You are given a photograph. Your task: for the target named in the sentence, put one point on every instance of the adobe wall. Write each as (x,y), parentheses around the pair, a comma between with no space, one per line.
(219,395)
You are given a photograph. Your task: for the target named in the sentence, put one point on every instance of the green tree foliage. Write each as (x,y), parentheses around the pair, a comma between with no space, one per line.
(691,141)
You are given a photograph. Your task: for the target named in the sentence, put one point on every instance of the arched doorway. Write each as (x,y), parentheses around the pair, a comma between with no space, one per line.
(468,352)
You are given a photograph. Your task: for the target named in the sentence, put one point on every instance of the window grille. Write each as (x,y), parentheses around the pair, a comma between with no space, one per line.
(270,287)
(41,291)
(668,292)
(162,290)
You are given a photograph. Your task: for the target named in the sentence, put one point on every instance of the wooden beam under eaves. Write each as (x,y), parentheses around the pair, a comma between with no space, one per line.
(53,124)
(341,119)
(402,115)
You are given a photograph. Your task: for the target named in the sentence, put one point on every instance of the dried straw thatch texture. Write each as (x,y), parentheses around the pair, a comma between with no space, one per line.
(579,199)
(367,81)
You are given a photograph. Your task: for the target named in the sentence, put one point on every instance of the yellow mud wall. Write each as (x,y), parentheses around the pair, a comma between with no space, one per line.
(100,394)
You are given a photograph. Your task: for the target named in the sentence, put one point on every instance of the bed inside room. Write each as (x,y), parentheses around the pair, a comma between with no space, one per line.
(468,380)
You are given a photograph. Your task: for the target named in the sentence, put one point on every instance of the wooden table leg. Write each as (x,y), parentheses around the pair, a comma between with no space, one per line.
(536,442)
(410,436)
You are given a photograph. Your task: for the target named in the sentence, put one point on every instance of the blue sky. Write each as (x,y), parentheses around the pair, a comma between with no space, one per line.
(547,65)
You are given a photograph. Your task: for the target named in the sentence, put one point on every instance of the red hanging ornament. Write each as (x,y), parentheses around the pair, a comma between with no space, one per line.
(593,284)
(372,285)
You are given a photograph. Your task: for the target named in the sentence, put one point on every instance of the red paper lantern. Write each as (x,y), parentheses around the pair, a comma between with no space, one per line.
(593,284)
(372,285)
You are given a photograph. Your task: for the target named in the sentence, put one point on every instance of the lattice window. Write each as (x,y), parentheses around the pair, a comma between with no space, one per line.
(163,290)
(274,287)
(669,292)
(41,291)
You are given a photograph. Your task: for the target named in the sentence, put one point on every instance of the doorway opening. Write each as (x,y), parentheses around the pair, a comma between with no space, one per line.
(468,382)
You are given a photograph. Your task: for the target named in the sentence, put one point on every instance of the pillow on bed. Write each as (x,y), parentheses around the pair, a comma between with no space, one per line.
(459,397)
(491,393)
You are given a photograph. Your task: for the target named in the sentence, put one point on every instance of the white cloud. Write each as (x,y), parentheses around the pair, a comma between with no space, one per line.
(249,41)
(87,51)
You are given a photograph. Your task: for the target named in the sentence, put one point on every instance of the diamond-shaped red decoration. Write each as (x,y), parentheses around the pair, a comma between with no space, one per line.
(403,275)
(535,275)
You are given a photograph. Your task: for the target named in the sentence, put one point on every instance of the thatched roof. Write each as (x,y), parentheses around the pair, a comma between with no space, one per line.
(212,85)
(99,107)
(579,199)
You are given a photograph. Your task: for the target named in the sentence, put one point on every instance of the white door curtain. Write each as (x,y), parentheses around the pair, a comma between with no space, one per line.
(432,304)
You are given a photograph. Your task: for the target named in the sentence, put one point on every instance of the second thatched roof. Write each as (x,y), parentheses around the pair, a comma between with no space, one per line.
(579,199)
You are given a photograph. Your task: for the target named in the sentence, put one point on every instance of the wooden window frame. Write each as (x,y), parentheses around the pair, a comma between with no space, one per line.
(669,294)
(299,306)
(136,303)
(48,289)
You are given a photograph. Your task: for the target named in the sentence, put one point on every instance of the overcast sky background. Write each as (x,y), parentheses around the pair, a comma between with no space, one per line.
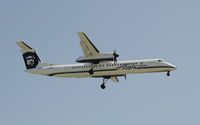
(138,29)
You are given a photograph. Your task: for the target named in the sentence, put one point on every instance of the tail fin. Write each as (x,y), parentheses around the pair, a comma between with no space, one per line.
(29,54)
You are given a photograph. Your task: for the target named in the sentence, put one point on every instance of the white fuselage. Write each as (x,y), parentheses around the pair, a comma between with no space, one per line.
(103,69)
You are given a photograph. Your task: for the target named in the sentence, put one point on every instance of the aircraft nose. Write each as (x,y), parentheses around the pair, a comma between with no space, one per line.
(173,67)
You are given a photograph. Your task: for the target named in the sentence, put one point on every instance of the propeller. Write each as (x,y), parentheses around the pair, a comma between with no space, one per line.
(115,56)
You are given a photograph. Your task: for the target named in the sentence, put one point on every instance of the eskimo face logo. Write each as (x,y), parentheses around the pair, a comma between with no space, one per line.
(30,60)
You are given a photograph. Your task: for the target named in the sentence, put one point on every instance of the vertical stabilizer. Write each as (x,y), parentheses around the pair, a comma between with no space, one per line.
(31,59)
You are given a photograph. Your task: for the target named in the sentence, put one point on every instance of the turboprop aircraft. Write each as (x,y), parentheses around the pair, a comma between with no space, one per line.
(93,64)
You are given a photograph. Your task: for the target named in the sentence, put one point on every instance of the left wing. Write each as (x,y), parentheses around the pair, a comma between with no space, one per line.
(88,48)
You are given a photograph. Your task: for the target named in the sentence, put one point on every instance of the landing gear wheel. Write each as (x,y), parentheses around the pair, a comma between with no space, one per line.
(103,86)
(91,71)
(168,73)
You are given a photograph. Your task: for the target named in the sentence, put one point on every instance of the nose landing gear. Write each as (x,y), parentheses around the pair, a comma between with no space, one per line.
(103,84)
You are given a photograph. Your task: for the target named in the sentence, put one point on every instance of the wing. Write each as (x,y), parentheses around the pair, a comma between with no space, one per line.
(88,48)
(114,79)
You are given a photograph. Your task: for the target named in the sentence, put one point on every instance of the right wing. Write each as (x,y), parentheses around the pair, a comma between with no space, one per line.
(88,48)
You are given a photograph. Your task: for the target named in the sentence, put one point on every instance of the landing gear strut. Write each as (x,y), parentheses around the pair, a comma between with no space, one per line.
(168,73)
(91,72)
(103,84)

____

» **GIVEN EXERCISE**
Starting at the line that contains "of the eskimo", repeat each line exactly through the last one in the listing. Include both of those lines and nothing more.

» **RESULT FOR THIS TASK**
You are given a photograph. Your task: for the target named in the sentence, put one point on every instance of the eskimo face logo. Write each as (x,y), parentheses around the pair, a comma between with no space, one per line.
(30,60)
You are given a photograph. Your task: for the target named in the sentence, put one point on every instance of the vertical stabilizer. Write each as (x,y), parentheses around the pair, a comma between with no space, one per line.
(31,59)
You are given a photograph. Your task: for the target named in the sentence, put one point on every instance of the turboprop aircraft. Write each as (x,y), parentheses around the pair, a comma between with no space, one per line.
(93,64)
You are given a photograph. Your task: for the target named in the sentence, put one point on every instance of the left wing. Write each as (x,y), parentheses around the pair, a comma between with no space, one per line.
(88,48)
You are given a photograph. Your task: for the target named in the sentence, put one point on every instance of the landing gear wheel. Write each as (x,y), parentheses around the pair, a comma between with no space, one per line.
(103,86)
(91,71)
(168,73)
You are given a photograph. Your task: for the target named in the sentence, put one point on every instance of the nose landing gear. Write each as (x,y), parentheses around the pair, a comma between with no space, one per line.
(103,84)
You are given a photograph. Your task: for the target named in the sentence, put one point on every instance of the wing. Write each as (x,y), parentheses around the pair, a comma between with no space, one per line.
(88,48)
(114,79)
You are given a photograph. Your task: for the target named in the sentence, put one point on every instance of the right wing. Write each as (x,y), parentheses around the pair, a comma between with no space, one per line.
(88,48)
You are given a photograph. Your task: for the target named in the sentence, put one point on every instance of the landing gear strut. Write each as (x,y), parentheses around the pair, a comma between with no space, one per line.
(168,73)
(91,72)
(103,84)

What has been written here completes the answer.